* _Extracted text_:

Each such opinion shall comply with Section 314 of the Trust
Indenture Act of 1939 and shall include the statements provided for
in Section 11.05, if and to the extent required
hereby.
“ original issue date
” of any Security (or portion thereof) means the earlier of
(a) the date of such Security or (b) the date of any
Security (or portion thereof) for which such Security was issued
(directly or indirectly) on registration of transfer, exchange or
substitution.
“ Original Issue Discount
Security ” means any Security that provides for an amount
less than the principal amount thereof to be due and payable upon a
declaration of acceleration of the maturity thereof pursuant to
Section 5.01.
“ Outstanding ”,
when used with reference to Securities, shall, subject to the
provisions of Section 7.04, mean, as of any particular time,
all Securities authenticated and delivered by the Trustee under
this Indenture, except
(a) Securities theretofore cancelled
by the Trustee or delivered to the Trustee for
cancellation;
3
(b) Securities, or portions thereof,
for the payment or redemption of which moneys or U.S. Government
Obligations (as provided for in Section 10.01) in the
necessary amount shall have been deposited in trust with the
Trustee or with any paying agent (other than the Issuer) or shall
have been set aside, segregated and held in trust by the Issuer for
the Holders of such Securities (if the Issuer shall act as its own
paying agent); provided , that if such Securities, or
portions thereof, are to be redeemed prior to the maturity thereof,
notice of such redemption shall have been given as herein provided,
or provision satisfactory to the Trustee shall have been made for
giving such notice; and
(c) Securities in substitution for
which other Securities shall have been authenticated and delivered,
or which shall have been paid, pursuant to the terms of
Section 2.09 (except with respect to any such Security as to
which proof satisfactory to the Trustee is presented that such
Security is held by a Person in whose hands such Security is a
legal, valid and binding obligation of the Issuer), Securities
converted into Common Stock pursuant hereto and Securities not
deemed outstanding pursuant to Section 12.02.

* _Request 1_:
Using the indenture definitions above, answer each question briefly:
(a) With which section of the Trust Indenture Act of 1939 must each such opinion comply?
(b) Under which section is the declaration of acceleration mentioned in the definition of Original Issue Discount Security made?
(c) The meaning of "Outstanding" is subject to the provisions of which section?

* _Extracted records_:
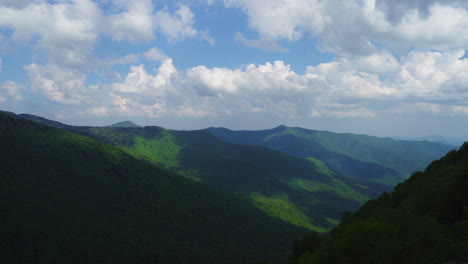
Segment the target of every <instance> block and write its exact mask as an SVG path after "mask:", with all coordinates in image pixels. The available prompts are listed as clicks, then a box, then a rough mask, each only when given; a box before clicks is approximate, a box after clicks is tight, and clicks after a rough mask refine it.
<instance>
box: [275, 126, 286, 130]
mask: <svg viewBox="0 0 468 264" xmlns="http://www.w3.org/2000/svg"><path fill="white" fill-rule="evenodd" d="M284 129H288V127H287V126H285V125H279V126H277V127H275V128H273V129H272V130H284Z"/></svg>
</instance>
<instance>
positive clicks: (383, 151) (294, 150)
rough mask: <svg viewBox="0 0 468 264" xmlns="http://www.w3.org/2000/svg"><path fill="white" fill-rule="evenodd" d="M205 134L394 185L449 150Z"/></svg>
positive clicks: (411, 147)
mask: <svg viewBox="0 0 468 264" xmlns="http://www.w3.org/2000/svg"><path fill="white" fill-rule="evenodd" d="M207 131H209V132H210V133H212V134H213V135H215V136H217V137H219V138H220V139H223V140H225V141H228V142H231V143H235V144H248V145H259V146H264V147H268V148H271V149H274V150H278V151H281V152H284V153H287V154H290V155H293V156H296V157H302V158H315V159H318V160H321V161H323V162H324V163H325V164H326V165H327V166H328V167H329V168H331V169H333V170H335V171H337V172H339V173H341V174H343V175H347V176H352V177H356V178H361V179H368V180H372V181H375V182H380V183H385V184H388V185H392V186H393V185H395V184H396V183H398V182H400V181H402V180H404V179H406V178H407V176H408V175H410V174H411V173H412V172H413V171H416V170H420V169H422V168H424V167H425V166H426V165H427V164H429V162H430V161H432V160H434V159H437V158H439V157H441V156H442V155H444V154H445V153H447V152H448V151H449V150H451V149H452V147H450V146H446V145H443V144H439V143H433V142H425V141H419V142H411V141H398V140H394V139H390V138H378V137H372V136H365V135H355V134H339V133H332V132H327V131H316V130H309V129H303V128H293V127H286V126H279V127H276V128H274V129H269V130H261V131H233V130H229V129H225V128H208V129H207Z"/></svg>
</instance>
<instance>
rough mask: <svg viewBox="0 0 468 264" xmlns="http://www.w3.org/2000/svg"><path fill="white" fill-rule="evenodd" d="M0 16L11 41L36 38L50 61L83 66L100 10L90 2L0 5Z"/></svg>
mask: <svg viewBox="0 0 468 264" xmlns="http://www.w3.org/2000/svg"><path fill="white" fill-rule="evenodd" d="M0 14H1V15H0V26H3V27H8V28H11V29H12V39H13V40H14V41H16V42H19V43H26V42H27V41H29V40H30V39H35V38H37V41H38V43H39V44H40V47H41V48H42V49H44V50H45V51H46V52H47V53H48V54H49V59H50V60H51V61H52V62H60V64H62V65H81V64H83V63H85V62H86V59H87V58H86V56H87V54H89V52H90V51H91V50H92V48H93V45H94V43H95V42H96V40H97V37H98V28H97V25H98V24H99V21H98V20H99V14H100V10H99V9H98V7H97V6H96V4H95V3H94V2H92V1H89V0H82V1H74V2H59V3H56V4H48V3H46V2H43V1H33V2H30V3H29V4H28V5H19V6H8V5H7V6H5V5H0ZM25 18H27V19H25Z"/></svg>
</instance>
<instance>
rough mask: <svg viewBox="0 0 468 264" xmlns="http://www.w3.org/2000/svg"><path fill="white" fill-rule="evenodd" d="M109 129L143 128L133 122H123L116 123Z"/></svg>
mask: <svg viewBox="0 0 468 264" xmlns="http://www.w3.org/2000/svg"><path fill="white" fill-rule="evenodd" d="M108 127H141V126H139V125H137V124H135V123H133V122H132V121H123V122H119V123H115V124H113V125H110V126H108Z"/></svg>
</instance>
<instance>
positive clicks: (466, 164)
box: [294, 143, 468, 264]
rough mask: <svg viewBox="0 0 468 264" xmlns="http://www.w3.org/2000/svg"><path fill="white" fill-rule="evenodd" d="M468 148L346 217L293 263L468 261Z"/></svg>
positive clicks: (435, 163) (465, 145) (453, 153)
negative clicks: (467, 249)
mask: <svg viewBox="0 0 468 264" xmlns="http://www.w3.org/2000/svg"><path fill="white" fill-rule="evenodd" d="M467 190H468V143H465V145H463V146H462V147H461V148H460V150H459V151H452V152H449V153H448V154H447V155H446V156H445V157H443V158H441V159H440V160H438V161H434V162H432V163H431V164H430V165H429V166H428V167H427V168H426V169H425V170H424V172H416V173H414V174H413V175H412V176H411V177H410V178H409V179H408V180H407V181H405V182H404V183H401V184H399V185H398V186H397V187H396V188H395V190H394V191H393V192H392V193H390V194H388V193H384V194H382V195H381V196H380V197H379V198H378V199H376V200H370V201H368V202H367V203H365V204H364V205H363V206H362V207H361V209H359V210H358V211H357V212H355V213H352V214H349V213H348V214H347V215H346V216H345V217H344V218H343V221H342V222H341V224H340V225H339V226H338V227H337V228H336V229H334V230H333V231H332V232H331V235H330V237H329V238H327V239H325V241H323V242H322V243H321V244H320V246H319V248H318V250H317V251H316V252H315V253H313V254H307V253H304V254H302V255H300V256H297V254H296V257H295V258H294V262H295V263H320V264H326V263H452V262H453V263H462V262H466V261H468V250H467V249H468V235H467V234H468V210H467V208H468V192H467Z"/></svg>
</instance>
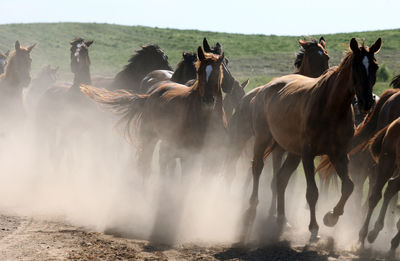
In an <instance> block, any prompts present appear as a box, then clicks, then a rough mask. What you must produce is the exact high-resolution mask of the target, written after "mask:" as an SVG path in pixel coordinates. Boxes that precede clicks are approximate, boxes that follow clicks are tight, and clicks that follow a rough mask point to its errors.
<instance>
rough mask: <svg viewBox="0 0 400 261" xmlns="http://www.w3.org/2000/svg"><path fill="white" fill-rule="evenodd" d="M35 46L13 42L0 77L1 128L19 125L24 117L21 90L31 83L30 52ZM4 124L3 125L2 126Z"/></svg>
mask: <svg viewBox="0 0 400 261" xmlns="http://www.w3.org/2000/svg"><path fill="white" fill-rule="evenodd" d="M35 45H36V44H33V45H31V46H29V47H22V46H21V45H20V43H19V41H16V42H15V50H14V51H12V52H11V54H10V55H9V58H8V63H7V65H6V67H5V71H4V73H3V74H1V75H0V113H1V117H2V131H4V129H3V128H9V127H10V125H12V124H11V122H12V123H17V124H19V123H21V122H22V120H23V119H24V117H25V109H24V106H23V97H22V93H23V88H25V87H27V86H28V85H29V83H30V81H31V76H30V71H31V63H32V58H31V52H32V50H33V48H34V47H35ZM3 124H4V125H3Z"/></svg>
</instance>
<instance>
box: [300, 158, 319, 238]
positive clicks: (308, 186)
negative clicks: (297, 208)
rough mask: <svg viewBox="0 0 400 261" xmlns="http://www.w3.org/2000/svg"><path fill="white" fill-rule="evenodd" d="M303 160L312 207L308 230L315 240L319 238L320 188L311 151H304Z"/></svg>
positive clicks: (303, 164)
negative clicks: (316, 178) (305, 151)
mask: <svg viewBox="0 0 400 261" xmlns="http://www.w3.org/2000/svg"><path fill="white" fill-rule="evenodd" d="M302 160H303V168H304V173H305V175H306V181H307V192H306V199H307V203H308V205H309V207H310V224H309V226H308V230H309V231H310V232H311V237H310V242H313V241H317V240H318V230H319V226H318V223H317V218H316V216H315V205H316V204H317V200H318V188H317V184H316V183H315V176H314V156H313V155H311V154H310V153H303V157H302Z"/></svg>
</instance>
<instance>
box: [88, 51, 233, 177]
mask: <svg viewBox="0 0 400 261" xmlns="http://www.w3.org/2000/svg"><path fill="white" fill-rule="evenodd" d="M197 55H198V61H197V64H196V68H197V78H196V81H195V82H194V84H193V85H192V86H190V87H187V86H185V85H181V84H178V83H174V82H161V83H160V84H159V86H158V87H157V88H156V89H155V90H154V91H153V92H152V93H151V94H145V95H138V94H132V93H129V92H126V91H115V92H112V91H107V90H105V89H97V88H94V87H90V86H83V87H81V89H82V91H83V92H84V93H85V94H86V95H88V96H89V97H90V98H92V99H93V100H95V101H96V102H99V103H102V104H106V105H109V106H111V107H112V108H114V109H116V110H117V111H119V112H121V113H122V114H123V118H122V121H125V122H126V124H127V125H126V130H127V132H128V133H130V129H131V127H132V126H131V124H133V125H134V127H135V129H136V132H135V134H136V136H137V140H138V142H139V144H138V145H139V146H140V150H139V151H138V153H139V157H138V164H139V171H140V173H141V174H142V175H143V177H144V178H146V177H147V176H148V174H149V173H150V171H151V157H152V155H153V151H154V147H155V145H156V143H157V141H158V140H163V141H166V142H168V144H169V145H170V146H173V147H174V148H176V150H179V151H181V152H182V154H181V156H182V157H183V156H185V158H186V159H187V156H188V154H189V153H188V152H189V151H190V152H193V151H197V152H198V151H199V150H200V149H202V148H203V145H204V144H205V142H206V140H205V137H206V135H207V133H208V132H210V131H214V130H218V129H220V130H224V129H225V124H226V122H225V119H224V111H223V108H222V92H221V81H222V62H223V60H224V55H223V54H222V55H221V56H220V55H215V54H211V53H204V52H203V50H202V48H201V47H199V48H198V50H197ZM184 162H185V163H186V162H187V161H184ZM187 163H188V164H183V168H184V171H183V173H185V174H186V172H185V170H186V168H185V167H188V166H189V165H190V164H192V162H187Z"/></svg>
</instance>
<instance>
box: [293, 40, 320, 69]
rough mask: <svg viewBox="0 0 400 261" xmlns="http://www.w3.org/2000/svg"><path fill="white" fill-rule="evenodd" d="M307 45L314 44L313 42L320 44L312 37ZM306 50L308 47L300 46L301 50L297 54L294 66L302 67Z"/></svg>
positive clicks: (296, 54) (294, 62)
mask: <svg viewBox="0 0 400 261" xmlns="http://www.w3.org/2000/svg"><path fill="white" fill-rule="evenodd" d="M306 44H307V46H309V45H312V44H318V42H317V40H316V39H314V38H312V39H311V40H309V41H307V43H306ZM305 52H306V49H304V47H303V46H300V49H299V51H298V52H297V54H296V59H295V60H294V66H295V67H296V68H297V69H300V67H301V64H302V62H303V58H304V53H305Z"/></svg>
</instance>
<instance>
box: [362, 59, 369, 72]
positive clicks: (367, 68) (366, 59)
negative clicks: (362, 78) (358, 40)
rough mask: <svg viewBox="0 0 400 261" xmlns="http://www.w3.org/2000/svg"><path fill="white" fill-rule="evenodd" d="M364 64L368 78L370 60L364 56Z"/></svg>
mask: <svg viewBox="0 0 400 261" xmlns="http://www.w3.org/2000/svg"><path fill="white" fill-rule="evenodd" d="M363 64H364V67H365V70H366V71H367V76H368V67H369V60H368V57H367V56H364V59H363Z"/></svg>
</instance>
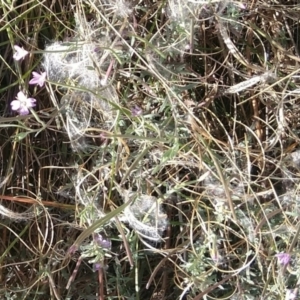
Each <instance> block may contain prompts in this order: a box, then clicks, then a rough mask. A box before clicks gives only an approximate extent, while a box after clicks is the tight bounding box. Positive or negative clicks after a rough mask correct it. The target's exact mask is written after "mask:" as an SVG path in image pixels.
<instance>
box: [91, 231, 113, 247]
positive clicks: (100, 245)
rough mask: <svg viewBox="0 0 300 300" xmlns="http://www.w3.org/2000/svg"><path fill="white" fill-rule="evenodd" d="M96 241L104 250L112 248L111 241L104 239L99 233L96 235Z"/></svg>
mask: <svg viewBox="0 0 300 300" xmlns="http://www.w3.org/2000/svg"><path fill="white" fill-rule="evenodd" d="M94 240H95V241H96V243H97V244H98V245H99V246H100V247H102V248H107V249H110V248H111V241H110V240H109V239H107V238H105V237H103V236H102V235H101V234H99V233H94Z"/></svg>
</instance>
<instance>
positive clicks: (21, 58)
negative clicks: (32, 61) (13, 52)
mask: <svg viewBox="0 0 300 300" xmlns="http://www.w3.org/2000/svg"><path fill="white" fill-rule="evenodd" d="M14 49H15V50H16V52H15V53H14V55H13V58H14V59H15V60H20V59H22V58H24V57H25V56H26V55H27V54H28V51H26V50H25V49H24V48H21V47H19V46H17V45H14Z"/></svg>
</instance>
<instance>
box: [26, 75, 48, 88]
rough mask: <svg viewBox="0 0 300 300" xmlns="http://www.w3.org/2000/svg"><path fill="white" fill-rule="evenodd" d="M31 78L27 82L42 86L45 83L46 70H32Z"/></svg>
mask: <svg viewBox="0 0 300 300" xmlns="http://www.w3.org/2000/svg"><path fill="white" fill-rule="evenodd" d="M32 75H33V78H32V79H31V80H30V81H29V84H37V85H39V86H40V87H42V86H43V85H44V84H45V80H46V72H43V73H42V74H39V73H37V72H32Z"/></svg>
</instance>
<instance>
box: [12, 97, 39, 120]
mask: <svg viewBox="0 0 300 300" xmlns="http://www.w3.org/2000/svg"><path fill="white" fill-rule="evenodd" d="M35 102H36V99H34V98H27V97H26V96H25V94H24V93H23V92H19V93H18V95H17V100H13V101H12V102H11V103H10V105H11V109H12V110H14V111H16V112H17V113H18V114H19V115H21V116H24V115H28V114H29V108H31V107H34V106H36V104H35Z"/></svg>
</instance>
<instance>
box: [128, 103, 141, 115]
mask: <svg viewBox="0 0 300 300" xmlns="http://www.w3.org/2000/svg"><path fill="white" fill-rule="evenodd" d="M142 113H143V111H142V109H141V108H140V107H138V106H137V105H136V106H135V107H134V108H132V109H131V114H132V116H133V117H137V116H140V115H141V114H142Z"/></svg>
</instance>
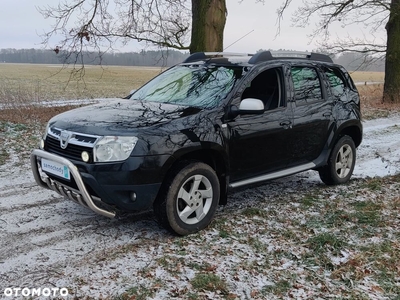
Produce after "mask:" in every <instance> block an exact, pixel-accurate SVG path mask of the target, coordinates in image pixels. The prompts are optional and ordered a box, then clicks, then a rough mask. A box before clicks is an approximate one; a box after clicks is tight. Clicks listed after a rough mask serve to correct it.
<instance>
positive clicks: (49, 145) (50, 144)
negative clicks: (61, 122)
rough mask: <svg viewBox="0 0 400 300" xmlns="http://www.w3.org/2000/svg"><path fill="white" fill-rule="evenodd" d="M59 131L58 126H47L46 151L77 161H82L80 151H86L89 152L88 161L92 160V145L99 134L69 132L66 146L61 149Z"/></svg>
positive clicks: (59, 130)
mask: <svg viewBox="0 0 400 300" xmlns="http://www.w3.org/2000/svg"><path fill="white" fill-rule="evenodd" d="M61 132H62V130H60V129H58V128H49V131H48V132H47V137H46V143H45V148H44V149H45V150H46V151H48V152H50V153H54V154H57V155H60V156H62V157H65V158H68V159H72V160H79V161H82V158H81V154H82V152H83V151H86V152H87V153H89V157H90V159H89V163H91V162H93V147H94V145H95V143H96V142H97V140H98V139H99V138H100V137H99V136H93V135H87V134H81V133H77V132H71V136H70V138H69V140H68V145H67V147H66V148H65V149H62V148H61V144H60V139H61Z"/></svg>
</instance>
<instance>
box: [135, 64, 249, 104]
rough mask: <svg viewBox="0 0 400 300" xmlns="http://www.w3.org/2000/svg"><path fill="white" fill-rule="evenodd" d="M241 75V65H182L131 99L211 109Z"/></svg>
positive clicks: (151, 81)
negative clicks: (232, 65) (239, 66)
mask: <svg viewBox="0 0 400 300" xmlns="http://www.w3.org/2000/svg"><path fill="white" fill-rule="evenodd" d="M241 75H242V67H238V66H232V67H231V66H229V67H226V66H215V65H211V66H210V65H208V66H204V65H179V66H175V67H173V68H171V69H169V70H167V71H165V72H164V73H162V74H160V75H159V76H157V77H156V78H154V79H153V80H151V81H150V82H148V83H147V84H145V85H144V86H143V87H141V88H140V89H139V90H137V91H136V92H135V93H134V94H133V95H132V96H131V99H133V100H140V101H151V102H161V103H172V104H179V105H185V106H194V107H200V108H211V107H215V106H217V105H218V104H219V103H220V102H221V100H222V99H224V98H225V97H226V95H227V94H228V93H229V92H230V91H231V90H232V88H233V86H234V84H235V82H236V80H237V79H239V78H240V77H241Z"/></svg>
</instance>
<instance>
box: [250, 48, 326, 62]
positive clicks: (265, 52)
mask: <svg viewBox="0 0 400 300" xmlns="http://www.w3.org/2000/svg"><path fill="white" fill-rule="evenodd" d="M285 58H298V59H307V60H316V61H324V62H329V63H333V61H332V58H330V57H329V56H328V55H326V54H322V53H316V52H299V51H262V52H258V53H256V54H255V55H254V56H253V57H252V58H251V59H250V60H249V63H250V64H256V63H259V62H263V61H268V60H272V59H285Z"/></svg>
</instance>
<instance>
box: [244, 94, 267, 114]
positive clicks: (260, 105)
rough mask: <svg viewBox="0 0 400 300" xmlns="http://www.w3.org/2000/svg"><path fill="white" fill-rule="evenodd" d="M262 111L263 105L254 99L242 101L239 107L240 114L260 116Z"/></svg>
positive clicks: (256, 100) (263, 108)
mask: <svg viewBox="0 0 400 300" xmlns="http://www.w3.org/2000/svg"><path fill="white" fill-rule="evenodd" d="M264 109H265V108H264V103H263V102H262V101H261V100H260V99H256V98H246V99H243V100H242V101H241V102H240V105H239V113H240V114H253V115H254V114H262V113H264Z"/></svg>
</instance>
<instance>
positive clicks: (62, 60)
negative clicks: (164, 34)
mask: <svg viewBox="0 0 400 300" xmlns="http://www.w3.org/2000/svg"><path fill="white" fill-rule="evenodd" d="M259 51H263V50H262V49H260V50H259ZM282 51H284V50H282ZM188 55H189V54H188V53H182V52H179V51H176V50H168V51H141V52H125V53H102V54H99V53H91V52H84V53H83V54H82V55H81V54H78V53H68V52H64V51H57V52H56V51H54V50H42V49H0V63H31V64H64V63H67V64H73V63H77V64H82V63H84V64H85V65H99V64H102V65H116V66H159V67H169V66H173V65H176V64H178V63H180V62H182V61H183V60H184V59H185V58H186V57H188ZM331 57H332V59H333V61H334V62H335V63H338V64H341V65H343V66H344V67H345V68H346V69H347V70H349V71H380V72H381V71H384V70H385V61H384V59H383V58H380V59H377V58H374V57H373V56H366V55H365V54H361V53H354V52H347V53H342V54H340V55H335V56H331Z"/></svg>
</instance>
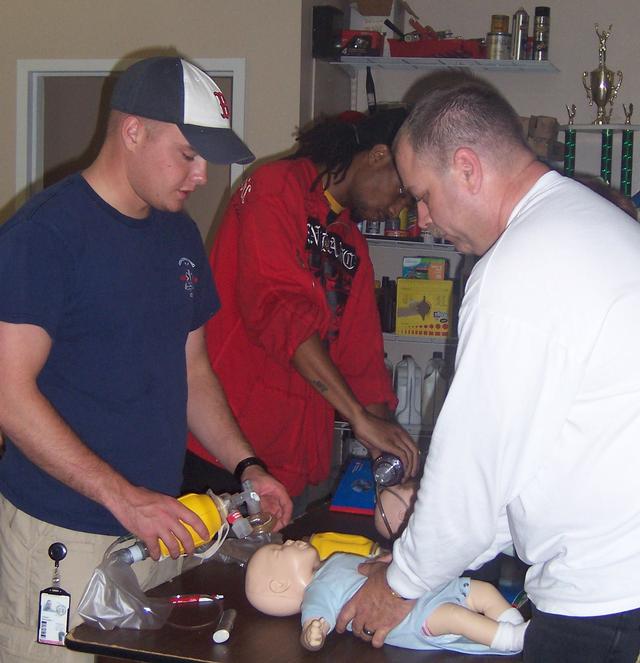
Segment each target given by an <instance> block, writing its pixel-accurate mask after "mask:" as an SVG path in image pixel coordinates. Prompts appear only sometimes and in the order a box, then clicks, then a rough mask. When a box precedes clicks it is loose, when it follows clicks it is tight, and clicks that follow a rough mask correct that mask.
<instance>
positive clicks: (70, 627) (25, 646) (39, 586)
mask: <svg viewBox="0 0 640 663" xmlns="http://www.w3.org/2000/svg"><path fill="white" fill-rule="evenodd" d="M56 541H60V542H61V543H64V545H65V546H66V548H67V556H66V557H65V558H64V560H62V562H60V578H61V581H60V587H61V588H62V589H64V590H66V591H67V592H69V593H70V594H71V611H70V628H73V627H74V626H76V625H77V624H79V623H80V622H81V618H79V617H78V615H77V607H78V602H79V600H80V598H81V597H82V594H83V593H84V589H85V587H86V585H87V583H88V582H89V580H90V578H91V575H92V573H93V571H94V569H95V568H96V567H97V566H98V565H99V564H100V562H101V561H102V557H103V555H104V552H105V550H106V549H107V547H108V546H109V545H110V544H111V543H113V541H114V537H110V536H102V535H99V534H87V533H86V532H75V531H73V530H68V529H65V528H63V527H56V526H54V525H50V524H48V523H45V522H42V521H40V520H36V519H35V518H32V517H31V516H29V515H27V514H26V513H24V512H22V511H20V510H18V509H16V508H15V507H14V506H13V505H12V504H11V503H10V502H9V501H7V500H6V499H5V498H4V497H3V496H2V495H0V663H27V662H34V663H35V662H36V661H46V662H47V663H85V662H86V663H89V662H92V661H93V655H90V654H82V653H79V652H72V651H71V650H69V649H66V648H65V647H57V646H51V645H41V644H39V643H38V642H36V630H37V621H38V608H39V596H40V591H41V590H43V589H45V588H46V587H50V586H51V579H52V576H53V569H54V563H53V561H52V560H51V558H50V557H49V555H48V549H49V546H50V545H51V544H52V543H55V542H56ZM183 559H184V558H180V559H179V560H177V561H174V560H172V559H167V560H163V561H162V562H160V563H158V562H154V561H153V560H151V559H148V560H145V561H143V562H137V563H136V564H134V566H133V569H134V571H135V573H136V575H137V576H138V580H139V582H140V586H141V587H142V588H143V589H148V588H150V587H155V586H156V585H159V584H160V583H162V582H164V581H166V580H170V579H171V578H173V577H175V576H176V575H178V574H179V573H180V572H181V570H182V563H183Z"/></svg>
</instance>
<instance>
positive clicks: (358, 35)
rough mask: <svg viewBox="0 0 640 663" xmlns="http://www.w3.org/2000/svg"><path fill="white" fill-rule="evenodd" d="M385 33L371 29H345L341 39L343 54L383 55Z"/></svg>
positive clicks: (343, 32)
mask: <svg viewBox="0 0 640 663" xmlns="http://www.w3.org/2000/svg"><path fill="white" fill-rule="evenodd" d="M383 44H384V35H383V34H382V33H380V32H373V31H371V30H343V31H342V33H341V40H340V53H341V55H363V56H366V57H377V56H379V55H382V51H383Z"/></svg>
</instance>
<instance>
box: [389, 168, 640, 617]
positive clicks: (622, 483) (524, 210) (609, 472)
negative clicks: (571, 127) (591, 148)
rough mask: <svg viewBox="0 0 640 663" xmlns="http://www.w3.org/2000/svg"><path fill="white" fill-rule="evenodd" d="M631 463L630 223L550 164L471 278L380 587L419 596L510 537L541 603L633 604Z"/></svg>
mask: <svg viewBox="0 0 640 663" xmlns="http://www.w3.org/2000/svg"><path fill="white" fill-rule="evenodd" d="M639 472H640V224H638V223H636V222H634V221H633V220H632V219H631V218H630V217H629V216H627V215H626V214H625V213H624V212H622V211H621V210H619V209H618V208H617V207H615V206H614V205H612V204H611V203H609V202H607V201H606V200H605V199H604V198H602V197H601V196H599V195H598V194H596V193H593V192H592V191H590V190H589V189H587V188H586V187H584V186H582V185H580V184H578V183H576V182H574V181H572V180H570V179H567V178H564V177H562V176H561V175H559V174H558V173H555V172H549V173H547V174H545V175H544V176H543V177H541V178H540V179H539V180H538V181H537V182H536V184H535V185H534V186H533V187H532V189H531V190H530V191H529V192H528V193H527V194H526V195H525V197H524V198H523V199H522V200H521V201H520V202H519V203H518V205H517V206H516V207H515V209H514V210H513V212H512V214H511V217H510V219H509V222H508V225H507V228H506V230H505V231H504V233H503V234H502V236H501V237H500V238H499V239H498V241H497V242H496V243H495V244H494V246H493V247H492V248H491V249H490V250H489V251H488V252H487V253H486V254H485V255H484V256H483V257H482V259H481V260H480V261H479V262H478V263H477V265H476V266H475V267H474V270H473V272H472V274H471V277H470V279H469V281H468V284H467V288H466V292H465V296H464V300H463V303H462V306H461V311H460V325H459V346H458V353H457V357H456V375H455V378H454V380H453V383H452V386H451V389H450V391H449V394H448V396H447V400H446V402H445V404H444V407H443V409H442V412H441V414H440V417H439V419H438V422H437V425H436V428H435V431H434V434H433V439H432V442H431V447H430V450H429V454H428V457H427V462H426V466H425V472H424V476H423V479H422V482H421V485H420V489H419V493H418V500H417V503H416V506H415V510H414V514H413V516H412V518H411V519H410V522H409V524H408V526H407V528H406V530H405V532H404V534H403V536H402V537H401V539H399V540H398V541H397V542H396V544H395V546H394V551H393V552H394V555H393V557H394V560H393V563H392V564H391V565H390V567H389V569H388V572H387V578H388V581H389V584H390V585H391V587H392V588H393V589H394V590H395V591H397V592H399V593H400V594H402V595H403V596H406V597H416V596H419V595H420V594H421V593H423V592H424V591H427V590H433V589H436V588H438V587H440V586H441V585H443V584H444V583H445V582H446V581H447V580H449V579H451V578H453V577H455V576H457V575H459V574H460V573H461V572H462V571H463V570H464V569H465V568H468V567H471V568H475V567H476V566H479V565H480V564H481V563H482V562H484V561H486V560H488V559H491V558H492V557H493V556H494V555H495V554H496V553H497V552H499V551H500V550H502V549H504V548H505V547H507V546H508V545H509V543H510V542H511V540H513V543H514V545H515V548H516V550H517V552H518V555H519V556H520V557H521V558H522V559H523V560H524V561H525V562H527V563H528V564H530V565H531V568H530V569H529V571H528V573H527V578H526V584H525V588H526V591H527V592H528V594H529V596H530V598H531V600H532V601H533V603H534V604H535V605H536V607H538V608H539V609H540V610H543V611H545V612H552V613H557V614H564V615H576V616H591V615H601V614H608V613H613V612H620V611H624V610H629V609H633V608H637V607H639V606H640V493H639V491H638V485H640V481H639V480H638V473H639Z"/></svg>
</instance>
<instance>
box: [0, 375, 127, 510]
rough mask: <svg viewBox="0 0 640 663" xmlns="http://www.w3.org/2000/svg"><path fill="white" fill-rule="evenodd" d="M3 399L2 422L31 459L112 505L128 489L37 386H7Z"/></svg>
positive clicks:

* _Request 2_:
Pull out every line of the records that contains the string "Segment".

* _Your response 1_:
(a) Section 314
(b) Section 5.01
(c) Section 7.04

* _Your response 2_:
Segment the target of every <instance> block and write its exact mask as an SVG path after "mask:", with all coordinates in image pixels. The available prompts are listed as clicks, then a box, then a rough mask, each only when given; a box before clicks is approximate, a box after clicks is tight, and clicks after a rough mask refine it.
Segment each target given by an <instance> block, writing its pixel-accurate mask after "mask:" as an SVG path in image pixel coordinates. Prompts appear only sometimes and in the order a box, then clicks, then a rough mask. When a box precedes clicks it is loose, when it follows clicks it is tight, and clicks that follow a rough mask correct that mask.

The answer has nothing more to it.